_Work instructions_:
Revise the material below by replacing every "Recorded points" with "Logged points" and leaving everything else unchanged. Leave the pictures out of your answer.

_Input rows_:

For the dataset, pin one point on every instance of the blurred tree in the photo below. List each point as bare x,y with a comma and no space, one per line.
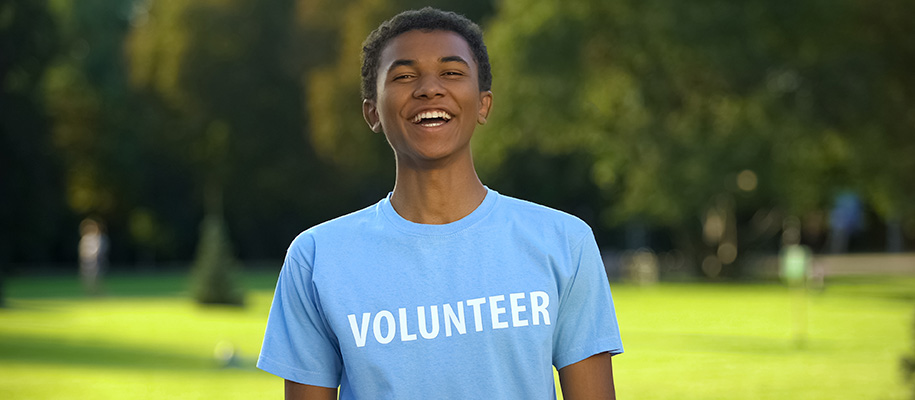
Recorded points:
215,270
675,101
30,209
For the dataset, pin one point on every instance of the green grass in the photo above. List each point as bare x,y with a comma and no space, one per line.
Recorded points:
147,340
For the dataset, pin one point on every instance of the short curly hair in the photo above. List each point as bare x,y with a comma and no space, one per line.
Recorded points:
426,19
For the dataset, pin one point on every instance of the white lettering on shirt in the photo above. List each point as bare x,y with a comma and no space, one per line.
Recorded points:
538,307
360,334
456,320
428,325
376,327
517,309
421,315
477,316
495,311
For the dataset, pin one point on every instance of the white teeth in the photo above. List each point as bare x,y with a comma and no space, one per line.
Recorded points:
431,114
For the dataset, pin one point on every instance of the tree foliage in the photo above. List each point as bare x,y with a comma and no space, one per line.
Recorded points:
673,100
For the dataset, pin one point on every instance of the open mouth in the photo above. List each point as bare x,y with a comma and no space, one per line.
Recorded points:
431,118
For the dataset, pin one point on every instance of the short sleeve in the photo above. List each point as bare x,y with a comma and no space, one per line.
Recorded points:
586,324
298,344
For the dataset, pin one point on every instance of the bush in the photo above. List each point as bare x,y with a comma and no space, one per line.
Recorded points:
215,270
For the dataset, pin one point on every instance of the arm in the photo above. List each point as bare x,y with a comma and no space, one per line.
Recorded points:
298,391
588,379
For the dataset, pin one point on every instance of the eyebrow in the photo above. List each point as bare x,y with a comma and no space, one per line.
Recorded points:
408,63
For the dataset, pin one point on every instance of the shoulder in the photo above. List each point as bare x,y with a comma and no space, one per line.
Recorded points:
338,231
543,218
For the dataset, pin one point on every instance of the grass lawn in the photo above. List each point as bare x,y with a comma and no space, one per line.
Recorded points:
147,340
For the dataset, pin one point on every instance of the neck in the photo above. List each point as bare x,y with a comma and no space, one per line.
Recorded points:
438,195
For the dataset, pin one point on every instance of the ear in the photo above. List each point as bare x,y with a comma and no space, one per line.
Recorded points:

_Output of the exercise_:
For the dataset, pin one point on every instance of the blurred tree in the photo below. List each point as bare x,y with a comma and no space, one per line.
Logged points:
215,270
675,101
30,209
For the dataset, pin one point on every instance of the green grass in the photo above. List each point as bare x,y with a comma and no space, one per line.
Logged points:
147,340
For the dataset, pin one point on every instance of the short curly hair in the photo above. List each point as bare x,y with a comma and no space, one per line.
Logged points:
426,19
For the dataset, pin one point on every instance of the white lettering on shirt in the photo above. List each point as bare x,y with a comma and no space, one per line.
Logged points:
538,307
360,334
456,320
428,325
376,327
517,309
421,315
477,316
495,311
For the dataset, pin one point on every instance of the white teeth in the photo above. List each point as bare x,y with a comma and no space, one per line.
Logged points:
431,114
For the dataset, pin one point on every instance of the tree foliage in the photo above. List each point as bare x,y with a comma and no space, one per line.
Logged points:
673,100
For the dataset, pin one point on every instance of the open mouth in the photo above. List each point as bare x,y with a comma and no space, one per line.
Logged points:
431,118
For the dataset, pin one point on every instance of the short sleeve in the photo above. List each point as bare x,y with a comma and no space, one per line.
Logged points:
586,324
298,344
For the dataset, pin one point on every instance of the bush in the photo above. List each point as bare x,y with a comma and no space, one per line.
Logged points:
215,270
For the dataset, pin one point on every instance of the arm in the photo above. List each point as bare x,y with a comma and no space, one per line.
Logged points:
298,391
588,379
For the dataset, pin one point on every instance of the eyebrow in the photo above. List each point as bare x,y with a comma and no space, one per line.
Logged points:
408,63
For the dataset, pin one point on every instance of the shoulder in the photo above. List each point as bare x,y with a comma and no space, one per line.
Logged points:
338,231
543,218
For the dataset, pin one point on every instance of the grass lawn in the photo above. List each point as bare x,y with a comma and no space, one per line.
Logged points:
147,340
For the dataset, pin one point on every instance of the neck in the photo above. List each point as bare x,y with a comma and no space, one per line.
Logged points:
438,195
For the dataset, pin one point on every instance of the ear in the photo above. List each point as bare x,y with a comma and no space, one per line.
Logged points:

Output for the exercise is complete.